Problem to solve:
Reproduce the stretch of the passage from "As far as my" through "quiver moving forward.", word for word.

Passage:
I haven't nor will I speak ill of my WAW to my children and yes I do have my moments where I would like to spray but won't happen.

With regard to my attorney she is just telling it like it is and unfortunately the news isn't good for me on this front either. I have a couple choices that are doable 1) ask my WAW to remain in the house and share the cost of the mortgage etc. until the house is sold (could take months) 2) handle the entire mortgage etc. solo with possibly help from my family for the shortfall. Neither option is a pretty one.

As far as my drinking is concerned I did immediately enter a treatment center and haven't had a drink in 65 days and haven't had an urge. I never had what I would characterize as a significant drinking problem but my WAW had problem with it and that is more important than what I thought. She no longer has that complaint in her quiver moving forward.

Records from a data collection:
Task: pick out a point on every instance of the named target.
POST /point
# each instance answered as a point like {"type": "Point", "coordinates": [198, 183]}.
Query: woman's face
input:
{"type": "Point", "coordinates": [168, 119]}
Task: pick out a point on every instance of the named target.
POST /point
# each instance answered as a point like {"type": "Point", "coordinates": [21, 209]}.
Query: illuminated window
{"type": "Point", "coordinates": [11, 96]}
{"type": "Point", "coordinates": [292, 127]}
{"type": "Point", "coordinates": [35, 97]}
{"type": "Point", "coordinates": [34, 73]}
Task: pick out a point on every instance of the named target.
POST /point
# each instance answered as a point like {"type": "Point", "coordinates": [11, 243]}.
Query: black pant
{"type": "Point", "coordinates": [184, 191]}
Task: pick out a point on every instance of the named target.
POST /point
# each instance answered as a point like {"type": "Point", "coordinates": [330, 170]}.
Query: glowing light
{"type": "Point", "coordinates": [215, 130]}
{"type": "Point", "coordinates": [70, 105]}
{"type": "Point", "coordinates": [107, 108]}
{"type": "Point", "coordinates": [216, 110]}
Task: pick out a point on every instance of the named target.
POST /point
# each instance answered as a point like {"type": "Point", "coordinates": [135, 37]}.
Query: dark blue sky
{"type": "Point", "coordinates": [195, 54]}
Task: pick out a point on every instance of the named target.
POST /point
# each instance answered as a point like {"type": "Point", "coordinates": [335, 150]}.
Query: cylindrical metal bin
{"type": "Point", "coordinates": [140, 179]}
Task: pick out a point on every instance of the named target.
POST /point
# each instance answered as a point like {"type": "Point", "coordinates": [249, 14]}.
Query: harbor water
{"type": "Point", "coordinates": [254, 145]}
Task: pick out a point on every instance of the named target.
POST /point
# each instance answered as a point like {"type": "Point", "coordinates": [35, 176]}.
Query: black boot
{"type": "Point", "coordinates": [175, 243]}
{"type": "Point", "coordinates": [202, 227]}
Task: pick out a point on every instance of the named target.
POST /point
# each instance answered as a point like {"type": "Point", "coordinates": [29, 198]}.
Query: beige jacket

Reply to the exercise:
As far as my drinking is concerned I did immediately enter a treatment center and haven't had a drink in 65 days and haven't had an urge. I never had what I would characterize as a significant drinking problem but my WAW had problem with it and that is more important than what I thought. She no longer has that complaint in her quiver moving forward.